### Source material

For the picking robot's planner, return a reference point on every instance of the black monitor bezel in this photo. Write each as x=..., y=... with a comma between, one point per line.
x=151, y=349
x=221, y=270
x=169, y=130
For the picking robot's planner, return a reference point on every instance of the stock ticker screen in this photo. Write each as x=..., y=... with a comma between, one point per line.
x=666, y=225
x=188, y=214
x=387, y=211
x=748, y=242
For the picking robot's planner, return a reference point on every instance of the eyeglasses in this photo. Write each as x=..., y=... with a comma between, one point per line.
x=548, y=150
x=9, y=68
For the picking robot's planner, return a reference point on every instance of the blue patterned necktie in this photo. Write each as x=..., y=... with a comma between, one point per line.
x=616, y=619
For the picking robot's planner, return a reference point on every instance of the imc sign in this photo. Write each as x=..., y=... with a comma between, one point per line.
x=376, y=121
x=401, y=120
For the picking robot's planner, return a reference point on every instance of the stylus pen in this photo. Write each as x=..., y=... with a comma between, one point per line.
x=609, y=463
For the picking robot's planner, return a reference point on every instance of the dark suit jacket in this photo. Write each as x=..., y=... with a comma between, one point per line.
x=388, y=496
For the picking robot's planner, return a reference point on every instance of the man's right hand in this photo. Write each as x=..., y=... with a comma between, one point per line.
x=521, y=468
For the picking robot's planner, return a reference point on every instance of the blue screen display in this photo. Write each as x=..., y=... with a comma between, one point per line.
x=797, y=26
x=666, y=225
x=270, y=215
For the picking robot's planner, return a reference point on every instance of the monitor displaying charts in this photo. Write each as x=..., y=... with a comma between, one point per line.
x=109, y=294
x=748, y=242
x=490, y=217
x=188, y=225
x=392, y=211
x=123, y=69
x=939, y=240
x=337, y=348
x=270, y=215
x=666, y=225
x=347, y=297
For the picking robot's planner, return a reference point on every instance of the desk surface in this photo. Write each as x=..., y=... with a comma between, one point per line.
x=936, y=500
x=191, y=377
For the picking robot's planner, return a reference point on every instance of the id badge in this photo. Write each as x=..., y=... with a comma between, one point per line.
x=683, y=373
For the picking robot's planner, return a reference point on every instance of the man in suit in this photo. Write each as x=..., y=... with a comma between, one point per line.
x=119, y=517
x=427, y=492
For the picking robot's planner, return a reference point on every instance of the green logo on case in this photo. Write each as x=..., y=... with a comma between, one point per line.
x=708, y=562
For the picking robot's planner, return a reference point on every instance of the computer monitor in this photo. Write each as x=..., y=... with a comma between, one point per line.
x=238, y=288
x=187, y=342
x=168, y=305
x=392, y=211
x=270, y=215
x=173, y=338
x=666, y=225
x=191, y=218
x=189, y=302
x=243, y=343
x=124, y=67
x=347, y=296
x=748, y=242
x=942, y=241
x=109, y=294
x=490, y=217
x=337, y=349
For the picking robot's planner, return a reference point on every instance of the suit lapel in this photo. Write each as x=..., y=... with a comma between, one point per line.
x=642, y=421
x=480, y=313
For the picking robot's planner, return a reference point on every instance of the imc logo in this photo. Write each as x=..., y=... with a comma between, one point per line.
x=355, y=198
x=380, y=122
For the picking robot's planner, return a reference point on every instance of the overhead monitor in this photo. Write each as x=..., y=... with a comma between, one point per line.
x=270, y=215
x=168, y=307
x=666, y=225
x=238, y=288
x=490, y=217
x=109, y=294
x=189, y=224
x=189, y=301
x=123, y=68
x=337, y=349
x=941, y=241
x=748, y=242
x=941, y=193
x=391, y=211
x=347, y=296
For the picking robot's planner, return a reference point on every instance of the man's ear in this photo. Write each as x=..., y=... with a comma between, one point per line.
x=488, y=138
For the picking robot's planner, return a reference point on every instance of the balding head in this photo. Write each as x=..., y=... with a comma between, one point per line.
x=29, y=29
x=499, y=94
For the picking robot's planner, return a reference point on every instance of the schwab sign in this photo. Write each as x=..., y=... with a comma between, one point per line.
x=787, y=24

######

Problem to solve: Repeat every one of the records above word for word.

Answer in full:
For the picking robot's planner, return a reference point on every instance of the black monitor bezel in this photo. Write each as x=..., y=... with a comma between, one point per line.
x=151, y=349
x=221, y=270
x=169, y=130
For the picking robot's planner, return a reference point on every instance of the stock ticker screen in this photo. Write each as x=..., y=... with a comma between, one point per line.
x=666, y=225
x=188, y=214
x=387, y=211
x=748, y=242
For the picking robot's planner, return a reference point on every instance of the eyeglasses in this photo. Write each as x=..., y=... with a comma between, one point per line.
x=548, y=150
x=9, y=68
For the picking robot's planner, return a reference point on every instance of the blue patterned necktie in this photo. Write each as x=..., y=... with a comma between, one point per line.
x=616, y=619
For the picking robot's planner, return a reference point on every instance of the imc sign in this photo. Write each as x=..., y=... with a comma between, one point per line.
x=376, y=121
x=401, y=120
For the picking robot's planner, return a reference point on every instance of the stylus pen in this photo. Write each as x=..., y=... with a comma between, one point per line.
x=609, y=463
For the picking robot's planner, return a reference point on every instance of the dark suit jacket in this photo. Write each as x=..., y=... with a comma between, one point per line.
x=388, y=496
For the picking robot's planner, return a reference point on every instance of the man's right hand in this photo. Write each as x=..., y=... with a comma between, one point per line.
x=521, y=468
For the picking robot's planner, return a reference point on every instance of the blue screen display in this photo. Write each as x=..., y=... with a comma between, one point per line.
x=797, y=26
x=666, y=225
x=270, y=215
For the picking robot's planner, return a reference point on every instance of the monitor displaying charts in this photo. Write each as x=..., y=... with a comma between, one point per line.
x=109, y=294
x=748, y=242
x=490, y=217
x=188, y=225
x=392, y=211
x=123, y=69
x=939, y=240
x=337, y=348
x=270, y=215
x=666, y=225
x=347, y=297
For the picking robot's planner, return a reference point on every instance of the desk surface in this photo. Write each as x=..., y=... with a comma between, one point per line.
x=936, y=500
x=191, y=377
For the picking robot's planner, return a reference point on every instance of the id badge in this photo. Write each as x=..., y=... with a comma between, one point per line.
x=683, y=373
For the picking robot's planner, return a reference point on every instance of the man in suit in this photo. Write each as x=..., y=... with a comma between, one point per line.
x=119, y=517
x=427, y=492
For the picking robot's planner, return a reference point on every instance of the green logo on case in this photo. Write each as x=..., y=... with a comma between, one point per line.
x=708, y=562
For the picking robot's planner, return a reference point on every instance of the computer monitor in this photo. Write each as x=..., y=... with a comma between, one point per line.
x=238, y=288
x=187, y=342
x=168, y=305
x=392, y=211
x=270, y=215
x=173, y=338
x=666, y=225
x=191, y=218
x=189, y=302
x=243, y=343
x=124, y=67
x=347, y=296
x=748, y=242
x=942, y=241
x=109, y=294
x=490, y=217
x=337, y=349
For the picking robot's planner, return a reference point on every instance of the suit lapel in this photo. Write each as x=..., y=... with a comma between, one point per line.
x=642, y=421
x=480, y=313
For the picking robot's planner, return a reference point on every instance of the imc logo in this photo. Write each as x=..., y=... with a comma between, one point per line.
x=355, y=198
x=380, y=122
For the picking robot's planner, return a reference point on every instance of the overhead monitor in this photo. Write each as x=..., y=... with a comma between, one point per line.
x=270, y=215
x=168, y=307
x=666, y=225
x=238, y=288
x=490, y=217
x=109, y=294
x=189, y=224
x=189, y=301
x=123, y=68
x=337, y=349
x=941, y=241
x=748, y=242
x=941, y=193
x=391, y=211
x=347, y=296
For the picking robot's planner, return a reference point on every instance of the man's ear in this photo. Write each as x=..., y=... with a comma between, one point per line.
x=488, y=138
For the picking robot's planner, return a reference point on every instance of the balding head in this photo. Write each as x=..., y=... with a comma between, one point per line.
x=29, y=29
x=499, y=94
For the picking robot's planner, return a reference point on every instance of the schwab sign in this photo. Write each as x=..., y=... with a comma between, one point per line.
x=787, y=24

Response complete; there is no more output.